# ACTIVITY:
Please answer these questions from the article on flight mask rules in Europe:
1. From what date are the new rules expected to be rolled out?
2. Which two bodies issued the updated Covid-19 safety measures for travel?
3. What type of mask is ideally recommended for vulnerable passengers?
** READING TEXT follows **
Covid face mask rule on flights in Europe set to be eased

The mandatory EU-wide mask requirement for air travel is set to be dropped from Monday, May 16th, but airlines may still require passengers to wear masks on some or all flights

Covid face mask rule on flights in Europe set to be eased

Europe-wide facemask rules on flights are set to be ditched as early as next week in light of new recommendations from health and air safety experts.

The European Union Aviation Safety Agency (EASA) and European Centre for Disease Prevention and Control (ECDC) dropped recommendations for mandatory mask-wearing in airports and during flights in updated Covid-19 safety measures for travel issued on Wednesday, May 11th.

The new rules are expected to be rolled out from Monday, May 16th, but airlines may still continue to require the wearing of masks on some or all of flights. And the updated health safety measures still say that wearing a face mask remains one of the best ways to protect against the transmission of the virus.

The joint EASA/ECDC statement reminded travellers that masks may still be required on flights to destinations in certain countries that still require the wearing of masks on public transport and in transport hubs.

It also recommends that vulnerable passengers should continue to wear a face mask regardless of the rules, ideally an FFP2/N95/KN95 type mask which offers a higher level of protection than a standard surgical mask.

“From next week, face masks will no longer need to be mandatory in air travel in all cases, broadly aligning with the changing requirements of national authorities across Europe for public transport,” EASA executive director Patrick Ky said in the statement. 

“For passengers and air crews, this is a big step forward in the normalisation of air travel. Passengers should however behave responsibly and respect the choices of others around them. And a passenger who is coughing and sneezing should strongly consider wearing a face mask, for the reassurance of those seated nearby.”  

ECDC director Andrea Ammon added: “The development and continuous updates to the Aviation Health Safety Protocol in light of the ongoing Covid-19 pandemic have given travellers and aviation personnel better knowledge of the risks of transmission of SARS-CoV-2 and its variants. 

“While risks do remain, we have seen that non-pharmaceutical interventions and vaccines have allowed our lives to begin to return to normal. 

“While mandatory mask-wearing in all situations is no longer recommended, it is important to be mindful that together with physical distancing and good hand hygiene it is one of the best methods of reducing transmission. 

“The rules and requirements of departure and destination states should be respected and applied consistently, and travel operators should take care to inform passengers of any required measures in a timely manner.”
** End of READING TEXT **
** ENTRIES SUPPLIED follows **
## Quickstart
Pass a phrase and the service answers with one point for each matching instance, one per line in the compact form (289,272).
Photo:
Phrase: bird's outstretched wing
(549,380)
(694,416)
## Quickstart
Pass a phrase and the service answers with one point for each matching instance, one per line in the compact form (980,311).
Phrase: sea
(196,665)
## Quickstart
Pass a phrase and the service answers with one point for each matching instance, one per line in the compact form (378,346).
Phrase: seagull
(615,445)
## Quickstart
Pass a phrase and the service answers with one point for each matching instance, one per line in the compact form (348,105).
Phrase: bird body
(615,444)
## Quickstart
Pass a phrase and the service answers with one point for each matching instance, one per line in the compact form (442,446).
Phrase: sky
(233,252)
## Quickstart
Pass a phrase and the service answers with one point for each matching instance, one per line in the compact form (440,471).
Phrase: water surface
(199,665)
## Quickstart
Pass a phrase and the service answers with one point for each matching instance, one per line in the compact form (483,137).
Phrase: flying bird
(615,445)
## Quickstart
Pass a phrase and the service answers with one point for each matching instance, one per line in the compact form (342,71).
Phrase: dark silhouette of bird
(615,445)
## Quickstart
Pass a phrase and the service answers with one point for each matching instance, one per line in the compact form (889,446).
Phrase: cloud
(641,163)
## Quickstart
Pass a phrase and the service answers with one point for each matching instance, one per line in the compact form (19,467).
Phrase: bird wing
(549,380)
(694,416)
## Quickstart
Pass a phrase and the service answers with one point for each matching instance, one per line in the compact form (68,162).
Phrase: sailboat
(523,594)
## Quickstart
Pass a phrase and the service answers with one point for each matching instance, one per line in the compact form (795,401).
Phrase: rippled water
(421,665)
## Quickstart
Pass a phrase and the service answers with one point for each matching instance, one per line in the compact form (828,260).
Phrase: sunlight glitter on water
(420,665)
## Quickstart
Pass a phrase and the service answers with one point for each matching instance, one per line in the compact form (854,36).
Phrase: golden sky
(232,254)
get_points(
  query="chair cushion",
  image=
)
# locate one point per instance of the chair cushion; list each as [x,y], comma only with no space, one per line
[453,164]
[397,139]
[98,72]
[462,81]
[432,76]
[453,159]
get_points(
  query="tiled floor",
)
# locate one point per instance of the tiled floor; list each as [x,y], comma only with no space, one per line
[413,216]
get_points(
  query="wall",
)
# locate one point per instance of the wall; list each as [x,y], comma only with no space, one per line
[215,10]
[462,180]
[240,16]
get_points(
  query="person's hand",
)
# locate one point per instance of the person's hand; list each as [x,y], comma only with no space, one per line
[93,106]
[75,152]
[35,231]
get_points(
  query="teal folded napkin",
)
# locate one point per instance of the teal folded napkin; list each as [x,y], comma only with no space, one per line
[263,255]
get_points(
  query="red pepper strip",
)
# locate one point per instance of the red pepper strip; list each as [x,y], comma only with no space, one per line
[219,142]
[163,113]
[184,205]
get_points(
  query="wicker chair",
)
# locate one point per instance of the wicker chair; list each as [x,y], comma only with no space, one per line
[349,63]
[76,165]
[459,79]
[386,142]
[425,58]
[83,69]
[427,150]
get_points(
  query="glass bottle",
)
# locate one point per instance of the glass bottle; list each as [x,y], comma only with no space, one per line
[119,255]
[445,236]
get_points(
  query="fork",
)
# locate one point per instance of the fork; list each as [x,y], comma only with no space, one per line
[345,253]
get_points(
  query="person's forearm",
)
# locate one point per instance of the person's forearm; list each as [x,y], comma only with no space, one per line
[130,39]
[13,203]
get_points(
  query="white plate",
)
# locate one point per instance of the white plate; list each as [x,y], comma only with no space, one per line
** End of ENTRIES SUPPLIED **
# FINISHED TASK:
1. Monday, May 16th.
2. The European Union Aviation Safety Agency (EASA) and the European Centre for Disease Prevention and Control (ECDC).
3. An FFP2/N95/KN95 type mask.